» SELECTED EXCERPT:
Medicating to Competency: Procedure or Substance?

What can the Government do to try a severely mentally ill person? Jared Lee Loughner, charged with killing six people, including a federal judge, and wounding others, including Congresswoman Gabrielle Giffords, is undeniably severely mentally ill and his mental state in the shooting will be the principal issue at any trial. No defendant can be tried unless he is mentally competent to stand trial, and within weeks of obtaining the 49 count indictment for capital murder, attempted assassination of a Congressperson, several other attempted murders and dozens of potentially lethal assaults and weapons crimes, the Government sought to have Loughner’s competence to stand trial evaluated. Whether Loughner can ever be tried will depend upon the legal framework the Court adopts for his case – which may answer the question whether the Government can force a person to become competent for the express purpose of seeking his conviction and possible execution.

» YOUR TASK: Reproduce the entire passage on forced medication to competency, word for word. The material that comes next is separate from the passage on forced medication to competency.

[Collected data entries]
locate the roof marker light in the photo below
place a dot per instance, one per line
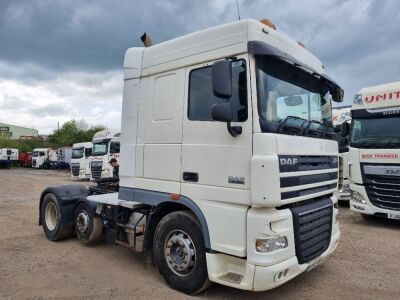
(301, 44)
(268, 23)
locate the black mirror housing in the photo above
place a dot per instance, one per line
(222, 112)
(345, 130)
(221, 76)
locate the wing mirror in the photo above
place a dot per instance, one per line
(345, 130)
(221, 77)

» YOUR SOLUTION:
Medicating to Competency: Procedure or Substance?

What can the Government do to try a severely mentally ill person? Jared Lee Loughner, charged with killing six people, including a federal judge, and wounding others, including Congresswoman Gabrielle Giffords, is undeniably severely mentally ill and his mental state in the shooting will be the principal issue at any trial. No defendant can be tried unless he is mentally competent to stand trial, and within weeks of obtaining the 49 count indictment for capital murder, attempted assassination of a Congressperson, several other attempted murders and dozens of potentially lethal assaults and weapons crimes, the Government sought to have Loughner’s competence to stand trial evaluated. Whether Loughner can ever be tried will depend upon the legal framework the Court adopts for his case – which may answer the question whether the Government can force a person to become competent for the express purpose of seeking his conviction and possible execution.